EFIH Second Lien Settlement

As previously disclosed, on May 9, 2014, EFIH and EFIH Finance Inc. (together with EFIH, the “Issuer”) commenced an offer (the “Offer”) to purchase the Issuer’s 11% Senior Secured Second Lien Notes due 2021 and 11.750% Senior Secured Second Lien Notes due 2022 (collectively, the “EFIH Second Lien Notes”) for cash as a voluntary settlement with respect to the Issuer’s obligations under the EFIH Second Lien Notes (such settlement, the “EFIH Second Lien Settlement”). The Offer expires at 5:00 p.m. Eastern Standard Time on July 25, 2014 (the “Expiration Time”). Due to the RSA Termination and the transactions contemplated thereunder, the Issuer will not be able to satisfy certain conditions to the Offer as of the Expiration Time or thereafter that are necessary for the consummation of the EFIH Second Lien Settlement, and the Issuer is unable to waive such conditions. As a result, the EFIH Second Lien Settlement will not be consummated after the Expiration Time, and none of the EFIH Second Lien Notes that have been tendered in the EFIH Second Lien Settlement will be accepted for purchase and no consideration will be paid or become payable to holders of EFIH Second Lien Notes who have tendered their EFIH Second Lien Notes in the EFIH Second Lien Settlement. All EFIH Second Lien Notes previously tendered and not withdrawn will be returned or credited back to their respective holders promptly after the Expiration Time. The Issuer reserves the right to commence a new tender offer, or to otherwise redeem or repurchase some or all of the outstanding EFIH Second Lien Notes, at a later date but is under no obligation to do so.

Item 8.01. Other Events.

The information set forth under Item 7.01 of this Current Report on Form 8-K is incorporated by reference into this Item 8.01.

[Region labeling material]

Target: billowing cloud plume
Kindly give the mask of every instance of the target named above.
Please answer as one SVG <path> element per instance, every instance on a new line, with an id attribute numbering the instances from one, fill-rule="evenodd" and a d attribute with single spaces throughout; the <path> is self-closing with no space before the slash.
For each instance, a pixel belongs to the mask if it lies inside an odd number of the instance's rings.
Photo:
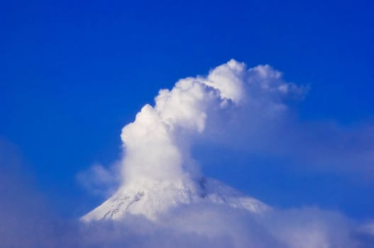
<path id="1" fill-rule="evenodd" d="M 92 218 L 97 220 L 56 218 L 45 210 L 43 201 L 31 201 L 35 198 L 23 190 L 28 187 L 19 190 L 17 180 L 0 167 L 0 203 L 4 203 L 0 204 L 0 246 L 373 247 L 371 224 L 361 226 L 318 208 L 263 207 L 221 184 L 205 181 L 193 158 L 191 147 L 201 139 L 245 144 L 246 149 L 260 152 L 272 142 L 277 147 L 274 154 L 289 152 L 283 140 L 292 148 L 302 144 L 302 137 L 312 139 L 298 131 L 296 137 L 289 135 L 285 128 L 299 125 L 292 123 L 288 103 L 302 98 L 307 89 L 285 81 L 268 65 L 248 69 L 231 60 L 206 76 L 182 79 L 171 90 L 160 91 L 155 105 L 145 105 L 123 128 L 124 151 L 118 170 L 116 166 L 107 170 L 96 165 L 78 176 L 98 193 L 102 192 L 97 186 L 119 184 L 113 201 L 106 201 L 114 208 L 100 210 Z M 255 206 L 263 208 L 257 211 Z M 254 210 L 248 210 L 251 208 Z M 120 220 L 106 218 L 109 215 Z"/>
<path id="2" fill-rule="evenodd" d="M 145 105 L 123 128 L 123 181 L 195 176 L 198 170 L 189 159 L 189 140 L 204 132 L 207 119 L 241 106 L 261 106 L 265 114 L 275 115 L 287 108 L 285 99 L 304 91 L 304 87 L 284 81 L 280 72 L 268 65 L 248 69 L 234 60 L 207 77 L 180 79 L 172 89 L 160 90 L 155 106 Z"/>

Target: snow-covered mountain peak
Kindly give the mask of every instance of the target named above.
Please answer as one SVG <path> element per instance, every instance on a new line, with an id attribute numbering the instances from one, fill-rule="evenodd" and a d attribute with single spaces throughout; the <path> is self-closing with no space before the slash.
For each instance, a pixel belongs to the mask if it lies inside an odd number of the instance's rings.
<path id="1" fill-rule="evenodd" d="M 82 218 L 84 221 L 121 220 L 127 214 L 155 220 L 158 215 L 184 204 L 207 202 L 262 213 L 270 208 L 213 179 L 194 184 L 141 181 L 119 188 L 109 199 Z"/>

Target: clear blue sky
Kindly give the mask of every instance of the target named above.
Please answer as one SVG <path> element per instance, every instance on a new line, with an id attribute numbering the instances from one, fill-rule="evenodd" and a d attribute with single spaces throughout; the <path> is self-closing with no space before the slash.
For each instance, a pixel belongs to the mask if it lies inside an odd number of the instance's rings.
<path id="1" fill-rule="evenodd" d="M 269 64 L 287 80 L 309 84 L 297 107 L 302 121 L 372 122 L 373 4 L 3 1 L 0 137 L 18 147 L 54 207 L 79 216 L 101 199 L 82 189 L 77 174 L 119 158 L 121 128 L 141 106 L 160 89 L 231 58 L 250 67 Z M 231 168 L 224 156 L 211 158 L 213 149 L 197 156 L 208 176 L 271 205 L 317 205 L 374 218 L 374 180 L 236 152 L 224 152 L 237 157 Z M 217 160 L 221 164 L 210 164 Z M 249 162 L 257 165 L 244 166 Z"/>

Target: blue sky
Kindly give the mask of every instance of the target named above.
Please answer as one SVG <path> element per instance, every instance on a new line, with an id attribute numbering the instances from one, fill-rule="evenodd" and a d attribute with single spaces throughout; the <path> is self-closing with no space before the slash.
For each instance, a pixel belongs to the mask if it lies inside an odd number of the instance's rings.
<path id="1" fill-rule="evenodd" d="M 249 67 L 269 64 L 287 81 L 309 85 L 294 106 L 301 129 L 317 128 L 302 123 L 337 123 L 343 136 L 358 133 L 352 149 L 360 150 L 361 140 L 365 149 L 374 147 L 368 133 L 374 116 L 369 1 L 1 5 L 0 138 L 17 147 L 23 170 L 61 215 L 78 217 L 102 201 L 82 188 L 77 174 L 119 157 L 121 128 L 160 89 L 231 58 Z M 201 150 L 196 157 L 207 176 L 272 205 L 318 205 L 374 218 L 373 162 L 361 173 L 360 160 L 303 166 L 296 154 L 219 145 Z M 340 152 L 343 157 L 346 151 Z"/>

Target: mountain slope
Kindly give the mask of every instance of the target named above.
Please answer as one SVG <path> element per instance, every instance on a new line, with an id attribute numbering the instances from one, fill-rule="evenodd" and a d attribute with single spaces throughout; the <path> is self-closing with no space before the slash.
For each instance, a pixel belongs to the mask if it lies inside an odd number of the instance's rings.
<path id="1" fill-rule="evenodd" d="M 112 197 L 82 218 L 83 221 L 120 220 L 126 214 L 150 220 L 182 204 L 207 202 L 262 213 L 270 208 L 213 179 L 199 182 L 139 180 L 121 188 Z"/>

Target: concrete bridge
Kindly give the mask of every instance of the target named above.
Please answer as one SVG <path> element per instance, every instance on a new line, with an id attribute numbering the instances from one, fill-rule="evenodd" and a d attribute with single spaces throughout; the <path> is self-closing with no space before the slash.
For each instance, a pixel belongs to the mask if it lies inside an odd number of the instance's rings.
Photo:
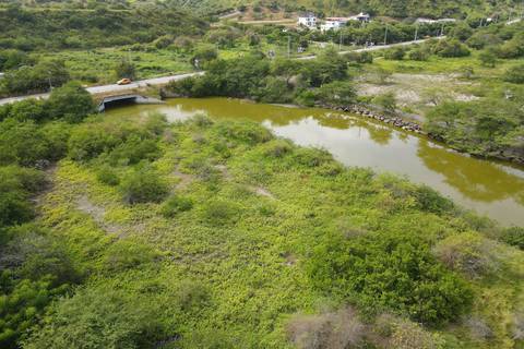
<path id="1" fill-rule="evenodd" d="M 102 101 L 98 104 L 98 112 L 105 111 L 106 108 L 108 107 L 118 106 L 122 104 L 157 105 L 163 103 L 164 101 L 156 98 L 135 95 L 135 94 L 108 96 L 108 97 L 104 97 L 104 99 L 102 99 Z"/>

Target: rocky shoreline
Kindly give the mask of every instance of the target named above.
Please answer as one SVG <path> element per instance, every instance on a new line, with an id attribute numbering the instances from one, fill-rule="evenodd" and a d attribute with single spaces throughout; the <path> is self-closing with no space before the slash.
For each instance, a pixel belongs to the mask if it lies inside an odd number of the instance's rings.
<path id="1" fill-rule="evenodd" d="M 422 127 L 416 122 L 404 120 L 402 117 L 397 117 L 397 116 L 385 116 L 361 105 L 352 105 L 346 107 L 332 106 L 332 105 L 318 105 L 315 107 L 332 109 L 337 111 L 352 112 L 365 118 L 369 118 L 369 119 L 373 119 L 373 120 L 386 123 L 391 127 L 395 127 L 407 132 L 425 135 L 432 141 L 443 143 L 448 148 L 454 152 L 457 152 L 461 154 L 467 154 L 472 157 L 481 158 L 481 159 L 495 159 L 495 160 L 501 160 L 501 161 L 507 161 L 507 163 L 516 164 L 516 165 L 524 165 L 524 157 L 521 157 L 519 154 L 516 154 L 516 152 L 512 152 L 512 149 L 505 149 L 500 152 L 500 154 L 490 154 L 490 155 L 478 155 L 478 154 L 463 152 L 448 144 L 445 140 L 442 140 L 439 136 L 436 136 L 431 133 L 425 132 L 422 130 Z"/>
<path id="2" fill-rule="evenodd" d="M 359 105 L 352 105 L 352 106 L 347 106 L 347 107 L 320 105 L 319 107 L 356 113 L 356 115 L 361 116 L 361 117 L 366 117 L 366 118 L 373 119 L 373 120 L 377 120 L 377 121 L 380 121 L 380 122 L 383 122 L 383 123 L 388 123 L 389 125 L 402 129 L 404 131 L 428 135 L 422 130 L 422 127 L 420 124 L 416 123 L 416 122 L 404 120 L 401 117 L 384 116 L 384 115 L 378 113 L 376 111 L 372 111 L 371 109 L 368 109 L 368 108 L 359 106 Z"/>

▶ TASK INSTRUCTIONS:
Please state when the Offer expires according to the EFIH Second Lien Settlement passage.

▶ REPLY:
5:00 p.m. Eastern Standard Time on July 25, 2014.